■ **TRY IT**
Down to the last line, print the entries below exactly, and keep every picture out of the copy.

"""

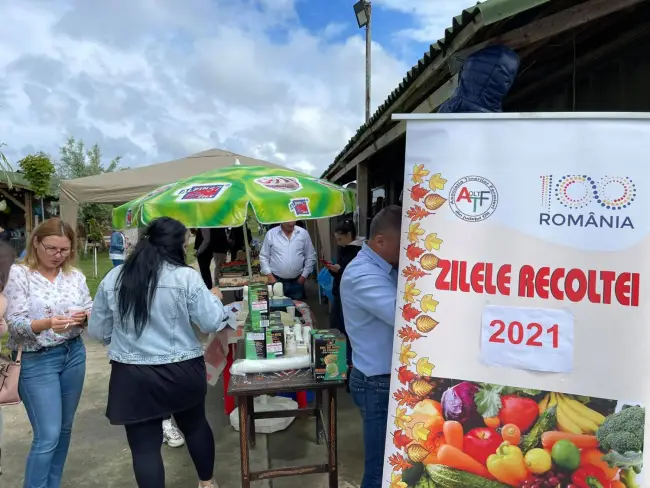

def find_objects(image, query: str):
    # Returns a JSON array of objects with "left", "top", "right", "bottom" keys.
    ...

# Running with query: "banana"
[
  {"left": 538, "top": 393, "right": 550, "bottom": 414},
  {"left": 548, "top": 392, "right": 558, "bottom": 409},
  {"left": 556, "top": 394, "right": 599, "bottom": 434},
  {"left": 556, "top": 396, "right": 583, "bottom": 434},
  {"left": 563, "top": 395, "right": 606, "bottom": 426}
]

"""

■ **RESPONSE BELOW**
def find_objects(image, query: str):
    # Returns a JSON array of objects with "left", "top", "right", "bottom" keys.
    ...

# Running with query: "banana"
[
  {"left": 538, "top": 393, "right": 550, "bottom": 414},
  {"left": 548, "top": 392, "right": 558, "bottom": 409},
  {"left": 556, "top": 394, "right": 599, "bottom": 434},
  {"left": 556, "top": 396, "right": 583, "bottom": 434},
  {"left": 563, "top": 395, "right": 606, "bottom": 426}
]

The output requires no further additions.